**Instructions:**
A – Answer these questions about the io_uring patch email below, one line each:
(i) How is the new flag IORING_REGISTER_USE_REGISTERED_RING set?
(ii) Besides the rebase, what change does the v2 note list?
(iii) How many insertions and deletions does the change summary report?
B – What does the io_uring patch email below propose? Answer in two sentences.

** Start Page extract **

* [PATCHv2] io_uring: Support calling io_uring_register with a registered ring fd
@ 2023-02-15 0:42 Josh Triplett
2023-02-15 17:44 ` Jens Axboe
` (2 more replies)
0 siblings, 3 replies; 8+ messages in thread
From: Josh Triplett @ 2023-02-15 0:42 UTC (permalink / raw)
To: Jens Axboe, Pavel Begunkov; +Cc: io-uring, linux-kernel
Add a new flag IORING_REGISTER_USE_REGISTERED_RING (set via the high bit
of the opcode) to treat the fd as a registered index rather than a file
descriptor.
This makes it possible for a library to open an io_uring, register the
ring fd, close the ring fd, and subsequently use the ring entirely via
registered index.
Signed-off-by: Josh Triplett <[email protected]>
---
v2: Rebase. Change io_uring_register to extract the flag from the opcode first.
include/uapi/linux/io_uring.h | 6 +++++-
io_uring/io_uring.c | 34 +++++++++++++++++++++++++++-------
2 files changed, 32 insertions(+), 8 deletions(-)
diff --git a/include/uapi/linux/io_uring.h b/include/uapi/linux/io_uring.h
index 2780bce62faf..35e6f8046b9b 100644
--- a/include/uapi/linux/io_uring.h
+++ b/include/uapi/linux/io_uring.h
@@ -470,6 +470,7 @@ struct io_uring_params {
#define IORING_FEAT_RSRC_TAGS (1U << 10)
#define IORING_FEAT_CQE_SKIP (1U << 11)
#define IORING_FEAT_LINKED_FILE (1U << 12)
+#define IORING_FEAT_REG_REG_RING (1U << 13)

** End Page extract **
** Start Supplied information **

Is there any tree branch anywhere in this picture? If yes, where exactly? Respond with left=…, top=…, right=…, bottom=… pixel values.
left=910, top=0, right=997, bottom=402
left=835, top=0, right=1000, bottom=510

** End Supplied information **

**Solution set:**
A –
(i) Via the high bit of the opcode.
(ii) io_uring_register was changed to extract the flag from the opcode first.
(iii) 32 insertions and 8 deletions, across 2 files.

B – Josh Triplett's patch adds a flag, IORING_REGISTER_USE_REGISTERED_RING, set via the high bit of the opcode, so that the fd is treated as a registered index rather than a file descriptor. This lets a library open an io_uring, register the ring fd, close the ring fd, and then use the ring entirely via the registered index.